## Task to carry out
Give back exactly the lines that run from the line containing "the boy's short" through the end of the listing below. Leave out every other line.

(Data extracted from a collection)
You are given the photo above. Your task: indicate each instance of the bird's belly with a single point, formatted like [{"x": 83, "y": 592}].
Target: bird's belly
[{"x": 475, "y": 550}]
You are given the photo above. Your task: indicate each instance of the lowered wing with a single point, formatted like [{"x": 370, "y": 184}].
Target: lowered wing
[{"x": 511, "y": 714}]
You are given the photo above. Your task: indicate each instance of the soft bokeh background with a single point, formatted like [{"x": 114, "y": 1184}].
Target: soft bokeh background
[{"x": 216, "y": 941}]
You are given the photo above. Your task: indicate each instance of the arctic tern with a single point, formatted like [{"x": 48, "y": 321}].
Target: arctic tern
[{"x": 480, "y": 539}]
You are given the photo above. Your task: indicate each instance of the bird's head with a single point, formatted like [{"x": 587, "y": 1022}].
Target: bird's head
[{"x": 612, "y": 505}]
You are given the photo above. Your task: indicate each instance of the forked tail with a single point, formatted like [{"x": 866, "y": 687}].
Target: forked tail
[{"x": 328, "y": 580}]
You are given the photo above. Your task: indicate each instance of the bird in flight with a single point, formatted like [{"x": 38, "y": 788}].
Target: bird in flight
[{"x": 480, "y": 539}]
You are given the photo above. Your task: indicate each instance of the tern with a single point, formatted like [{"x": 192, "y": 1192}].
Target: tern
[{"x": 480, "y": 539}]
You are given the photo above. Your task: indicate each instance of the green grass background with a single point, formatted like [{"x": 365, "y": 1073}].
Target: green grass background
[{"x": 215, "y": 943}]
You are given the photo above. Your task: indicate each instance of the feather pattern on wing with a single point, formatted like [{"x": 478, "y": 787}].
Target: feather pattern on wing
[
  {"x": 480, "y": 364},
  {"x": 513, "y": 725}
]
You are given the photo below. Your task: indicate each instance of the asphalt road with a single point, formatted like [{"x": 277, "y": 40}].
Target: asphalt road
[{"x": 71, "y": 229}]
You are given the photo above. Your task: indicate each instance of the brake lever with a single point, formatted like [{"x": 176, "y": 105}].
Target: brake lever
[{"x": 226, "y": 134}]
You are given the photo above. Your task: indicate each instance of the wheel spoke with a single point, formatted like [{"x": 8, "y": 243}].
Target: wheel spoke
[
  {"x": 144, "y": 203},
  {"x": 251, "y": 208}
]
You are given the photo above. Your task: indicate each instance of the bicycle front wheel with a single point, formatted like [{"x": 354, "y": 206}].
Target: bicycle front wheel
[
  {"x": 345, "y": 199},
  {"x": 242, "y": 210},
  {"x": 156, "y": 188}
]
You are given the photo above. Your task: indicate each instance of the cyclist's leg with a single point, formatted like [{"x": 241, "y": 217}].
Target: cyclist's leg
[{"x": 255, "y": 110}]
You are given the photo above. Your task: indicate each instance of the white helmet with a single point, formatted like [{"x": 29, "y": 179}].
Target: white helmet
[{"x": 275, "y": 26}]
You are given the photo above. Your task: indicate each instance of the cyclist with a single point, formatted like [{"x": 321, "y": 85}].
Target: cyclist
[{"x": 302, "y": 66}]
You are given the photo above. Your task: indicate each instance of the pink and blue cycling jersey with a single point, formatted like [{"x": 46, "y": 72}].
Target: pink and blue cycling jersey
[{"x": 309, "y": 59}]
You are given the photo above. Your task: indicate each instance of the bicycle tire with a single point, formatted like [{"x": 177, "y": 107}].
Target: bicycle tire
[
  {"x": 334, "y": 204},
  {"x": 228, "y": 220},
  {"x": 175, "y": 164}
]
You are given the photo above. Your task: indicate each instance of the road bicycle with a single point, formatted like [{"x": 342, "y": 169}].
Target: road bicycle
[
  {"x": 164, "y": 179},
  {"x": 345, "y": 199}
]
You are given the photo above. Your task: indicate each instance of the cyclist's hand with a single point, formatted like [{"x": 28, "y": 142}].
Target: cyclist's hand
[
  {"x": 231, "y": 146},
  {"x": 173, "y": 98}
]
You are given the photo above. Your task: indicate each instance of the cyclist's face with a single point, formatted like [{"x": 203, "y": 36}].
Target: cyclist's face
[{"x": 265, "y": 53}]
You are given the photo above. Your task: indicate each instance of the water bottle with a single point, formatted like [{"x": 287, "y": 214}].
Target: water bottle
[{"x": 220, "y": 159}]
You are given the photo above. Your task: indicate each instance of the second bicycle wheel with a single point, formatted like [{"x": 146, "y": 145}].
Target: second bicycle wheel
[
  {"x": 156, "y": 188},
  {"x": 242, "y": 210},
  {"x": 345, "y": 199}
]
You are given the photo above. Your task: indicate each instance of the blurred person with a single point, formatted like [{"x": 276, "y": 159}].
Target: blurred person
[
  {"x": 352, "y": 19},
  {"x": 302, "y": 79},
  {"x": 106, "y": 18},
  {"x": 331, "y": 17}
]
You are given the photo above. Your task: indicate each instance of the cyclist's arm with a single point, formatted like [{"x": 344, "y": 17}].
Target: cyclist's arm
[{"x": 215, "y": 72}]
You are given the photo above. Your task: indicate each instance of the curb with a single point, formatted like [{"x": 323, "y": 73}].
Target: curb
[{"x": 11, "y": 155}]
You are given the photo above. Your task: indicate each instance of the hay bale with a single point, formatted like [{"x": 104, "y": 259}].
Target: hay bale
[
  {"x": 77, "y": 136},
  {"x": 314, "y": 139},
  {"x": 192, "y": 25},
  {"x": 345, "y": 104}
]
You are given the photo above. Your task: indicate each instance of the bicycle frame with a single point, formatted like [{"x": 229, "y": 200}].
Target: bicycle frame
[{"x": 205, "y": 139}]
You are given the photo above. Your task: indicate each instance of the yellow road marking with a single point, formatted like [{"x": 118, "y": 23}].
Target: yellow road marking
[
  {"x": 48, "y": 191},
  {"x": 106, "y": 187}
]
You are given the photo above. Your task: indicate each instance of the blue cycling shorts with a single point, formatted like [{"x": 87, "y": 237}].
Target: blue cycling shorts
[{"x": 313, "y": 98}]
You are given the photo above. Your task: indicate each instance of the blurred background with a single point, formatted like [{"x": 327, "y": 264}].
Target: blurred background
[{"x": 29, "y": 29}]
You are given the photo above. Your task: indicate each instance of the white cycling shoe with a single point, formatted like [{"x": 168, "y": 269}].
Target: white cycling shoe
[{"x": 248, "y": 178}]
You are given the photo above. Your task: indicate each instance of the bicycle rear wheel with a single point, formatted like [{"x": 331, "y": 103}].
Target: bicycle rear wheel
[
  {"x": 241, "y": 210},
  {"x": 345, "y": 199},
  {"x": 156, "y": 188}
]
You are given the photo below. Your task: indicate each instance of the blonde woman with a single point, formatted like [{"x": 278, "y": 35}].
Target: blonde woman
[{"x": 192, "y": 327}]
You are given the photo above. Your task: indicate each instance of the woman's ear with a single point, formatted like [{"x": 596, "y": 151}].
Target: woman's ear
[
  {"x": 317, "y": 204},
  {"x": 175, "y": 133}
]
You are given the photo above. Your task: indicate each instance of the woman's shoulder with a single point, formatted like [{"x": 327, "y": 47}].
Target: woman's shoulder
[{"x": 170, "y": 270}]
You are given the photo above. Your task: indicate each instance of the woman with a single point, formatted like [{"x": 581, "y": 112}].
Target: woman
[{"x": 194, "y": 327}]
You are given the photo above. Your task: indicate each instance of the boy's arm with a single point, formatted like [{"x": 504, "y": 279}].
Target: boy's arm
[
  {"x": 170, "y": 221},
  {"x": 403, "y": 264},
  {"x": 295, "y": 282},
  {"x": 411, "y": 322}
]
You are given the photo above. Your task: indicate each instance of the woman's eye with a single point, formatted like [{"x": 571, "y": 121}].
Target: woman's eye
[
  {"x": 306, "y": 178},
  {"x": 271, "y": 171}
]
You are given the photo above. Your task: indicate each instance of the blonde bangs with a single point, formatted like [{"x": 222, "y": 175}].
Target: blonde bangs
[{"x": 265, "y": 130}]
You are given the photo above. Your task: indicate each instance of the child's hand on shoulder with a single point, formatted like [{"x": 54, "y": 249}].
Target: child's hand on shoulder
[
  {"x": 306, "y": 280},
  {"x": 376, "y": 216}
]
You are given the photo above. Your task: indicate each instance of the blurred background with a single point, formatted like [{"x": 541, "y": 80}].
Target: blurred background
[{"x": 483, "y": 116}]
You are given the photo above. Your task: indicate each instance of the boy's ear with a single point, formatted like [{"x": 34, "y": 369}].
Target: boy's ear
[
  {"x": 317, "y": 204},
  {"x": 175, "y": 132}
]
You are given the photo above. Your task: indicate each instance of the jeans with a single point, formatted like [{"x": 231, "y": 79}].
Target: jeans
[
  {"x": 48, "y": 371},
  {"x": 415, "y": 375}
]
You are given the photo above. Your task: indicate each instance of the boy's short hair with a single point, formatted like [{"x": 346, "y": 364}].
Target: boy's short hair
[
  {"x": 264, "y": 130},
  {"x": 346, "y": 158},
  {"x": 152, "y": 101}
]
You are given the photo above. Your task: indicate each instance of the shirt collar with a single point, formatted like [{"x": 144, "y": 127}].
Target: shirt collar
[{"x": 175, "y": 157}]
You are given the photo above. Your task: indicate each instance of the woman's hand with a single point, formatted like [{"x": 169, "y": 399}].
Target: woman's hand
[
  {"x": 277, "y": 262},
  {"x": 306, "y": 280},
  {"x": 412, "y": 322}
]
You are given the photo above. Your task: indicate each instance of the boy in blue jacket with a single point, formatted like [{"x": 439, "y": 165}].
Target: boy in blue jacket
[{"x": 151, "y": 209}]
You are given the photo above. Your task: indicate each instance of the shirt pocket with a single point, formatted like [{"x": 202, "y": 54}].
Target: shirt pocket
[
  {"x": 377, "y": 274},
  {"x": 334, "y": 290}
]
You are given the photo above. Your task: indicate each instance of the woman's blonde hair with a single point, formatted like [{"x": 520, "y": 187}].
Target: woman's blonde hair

## Output below
You are given the photo above. Your task: indicate each instance of the boy's short hair with a single point, formatted like [{"x": 346, "y": 364}].
Target: boy's short hair
[
  {"x": 264, "y": 130},
  {"x": 346, "y": 158},
  {"x": 152, "y": 101}
]
You are given the photo above. Your task: indicate each instance of the shirt collar with a single point, formatted like [{"x": 144, "y": 127}].
Target: shirt collar
[{"x": 175, "y": 157}]
You are given the photo above. Your task: indicate each instance of the woman's hand with a single point, formatted like [{"x": 169, "y": 399}].
Target: woman's hand
[
  {"x": 277, "y": 262},
  {"x": 306, "y": 280},
  {"x": 412, "y": 322}
]
You are given the photo above. Your task: indicate each instance of the boy in blue jacket with a single point, formatted like [{"x": 439, "y": 165}].
Target: boy in blue jacket
[{"x": 151, "y": 209}]
You are given the photo above. Your task: indicate each instance of the shirt pocket with a single point, formatted like [{"x": 202, "y": 54}].
Target: shirt pocket
[
  {"x": 377, "y": 274},
  {"x": 334, "y": 290}
]
You are given the photo above. Your task: indicate each instance of the woman's blonde hair with a single point, formatted like [{"x": 520, "y": 187}].
Target: woman's blonde hair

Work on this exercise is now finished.